§ **TASK TO COMPLETE**: Copy out the data below verbatim.

/---

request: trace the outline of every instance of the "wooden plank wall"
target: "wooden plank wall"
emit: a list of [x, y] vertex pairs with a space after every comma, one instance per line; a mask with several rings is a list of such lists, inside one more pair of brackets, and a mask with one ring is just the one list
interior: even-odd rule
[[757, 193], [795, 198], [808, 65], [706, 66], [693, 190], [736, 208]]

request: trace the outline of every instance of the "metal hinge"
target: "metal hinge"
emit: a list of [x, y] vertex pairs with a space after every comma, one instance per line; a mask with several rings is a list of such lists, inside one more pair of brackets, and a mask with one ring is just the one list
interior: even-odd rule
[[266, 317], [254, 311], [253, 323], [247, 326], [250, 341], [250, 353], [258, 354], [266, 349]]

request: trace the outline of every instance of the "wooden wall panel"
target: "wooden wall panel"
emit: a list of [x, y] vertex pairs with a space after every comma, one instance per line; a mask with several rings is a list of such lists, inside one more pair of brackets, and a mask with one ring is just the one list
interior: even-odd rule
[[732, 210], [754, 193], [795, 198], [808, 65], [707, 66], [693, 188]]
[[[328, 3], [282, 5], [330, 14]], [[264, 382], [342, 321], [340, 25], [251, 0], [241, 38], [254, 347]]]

\---

§ **TASK ANSWER**:
request: trace the outline of every instance of the "wooden plank wall"
target: "wooden plank wall"
emit: a list of [x, y] vertex pairs with a space after every comma, one instance per line; a mask with several rings is a list of such lists, inside one more pair of brackets, and a mask with one ring is just the one list
interior: even-odd rule
[[757, 193], [795, 198], [808, 65], [706, 66], [693, 190], [736, 208]]

request: trace the outline of every instance of the "metal hinge"
target: "metal hinge"
emit: a list of [x, y] vertex pairs with a space after every comma, one instance per line; a mask with several rings is a list of such lists, inside one more pair of brackets, and a mask with one ring is just the one list
interior: even-odd rule
[[266, 317], [254, 311], [253, 323], [247, 326], [250, 341], [250, 353], [258, 354], [266, 349]]

request: trace the outline of every instance of the "wooden wall panel"
target: "wooden wall panel"
emit: a list of [x, y] vertex pairs with a space after every comma, one instance per line; a mask with several rings is a list of such lists, inside one more pair of brackets, and a mask with one ring is just the one list
interior: even-odd rule
[[732, 210], [754, 193], [795, 198], [808, 65], [707, 66], [693, 188]]
[[[328, 3], [282, 5], [330, 14]], [[264, 382], [342, 321], [340, 25], [251, 0], [241, 38], [254, 347]]]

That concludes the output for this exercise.